INSTRUCTION 1 | Update the text on message tracing, starting at "from destination application" and ending at "than is necessary.", replacing "trace table" with "trace registry" throughout that span.

QUOTED PASSAGE |
Another prior art technique involves setting a flag at the
receiving application to inform the receiving application of what
kinds of incoming messages from other applications should be traced
(e.g., a certain flag could mean "log all messages of type "foo"
from destination application "bar"). Once a receiving application
receives a message that satisfies the set flag, the receiving
application communicates with a central monitoring point for
centralized logging of this event (the receipt of the message that
satisfies the flag). This solves the above problem by centralizing
the trace table into a single location, with each application using
the same trace table. However, this gives limited control over
which messages should be logged (the criteria is statically set at
the receiver at a given point in time), thus resulting in an
over-inclusive operation whereby the centralized log stores much
more information than is necessary.
SUMMARY OF THE INVENTION
According to one aspect, the present invention provides in a data
processing system wherein a plurality of data processing
applications are in communication with each other, a first data
processing apparatus running a first data processing application,
the apparatus has: a means for receiving a message from a second
data processing apparatus running a second data processing
application; a means for determining whether a predetermined
indication is provided in the received message; and a means for
reporting the receipt of the received message to a central logging
trace facility for logging of the message when the predetermined
indication is provided in the received message.
According to a second aspect, the present invention provides in a
data processing system wherein a plurality of data processing
applications are in communication with each other, a first data
processing apparatus running a first data processing application,
the apparatus has: a means for determining whether receipt of a
message to be sent to a second data processing apparatus running a
second data processing application should be logged into a central
logging trace facility; a means for providing a predetermined
indication in the message when the means for determining determines
that the message should be logged into the central facility; and a
means for sending the message to the second data processing
apparatus running the second data processing application.

INSTRUCTION 2 | Recast the dataset rows below as a two-column CSV with the header request,path_data. Each row gets one line holding its request text and its answer, each in a single quoted field with line breaks turned into spaces.

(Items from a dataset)
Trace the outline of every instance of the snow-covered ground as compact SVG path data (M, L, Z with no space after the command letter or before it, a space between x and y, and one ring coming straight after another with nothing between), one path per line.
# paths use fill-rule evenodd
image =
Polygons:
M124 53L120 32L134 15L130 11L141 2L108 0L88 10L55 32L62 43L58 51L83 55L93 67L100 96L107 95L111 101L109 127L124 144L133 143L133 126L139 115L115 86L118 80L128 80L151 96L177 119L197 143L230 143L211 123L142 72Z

EXERCISE RESULT 1 |
from destination application "bar"). Once a receiving application
receives a message that satisfies the set flag, the receiving
application communicates with a central monitoring point for
centralized logging of this event (the receipt of the message that
satisfies the flag). This solves the above problem by centralizing
the trace registry into a single location, with each application using
the same trace registry. However, this gives limited control over
which messages should be logged (the criteria is statically set at
the receiver at a given point in time), thus resulting in an
over-inclusive operation whereby the centralized log stores much
more information than is necessary.

EXERCISE RESULT 2 |
request,path_data
"Trace the outline of every instance of the snow-covered ground as compact SVG path data (M, L, Z with no space after the command letter or before it, a space between x and y, and one ring coming straight after another with nothing between), one path per line. # paths use fill-rule evenodd image = Polygons:","M124 53L120 32L134 15L130 11L141 2L108 0L88 10L55 32L62 43L58 51L83 55L93 67L100 96L107 95L111 101L109 127L124 144L133 143L133 126L139 115L115 86L118 80L128 80L151 96L177 119L197 143L230 143L211 123L142 72Z"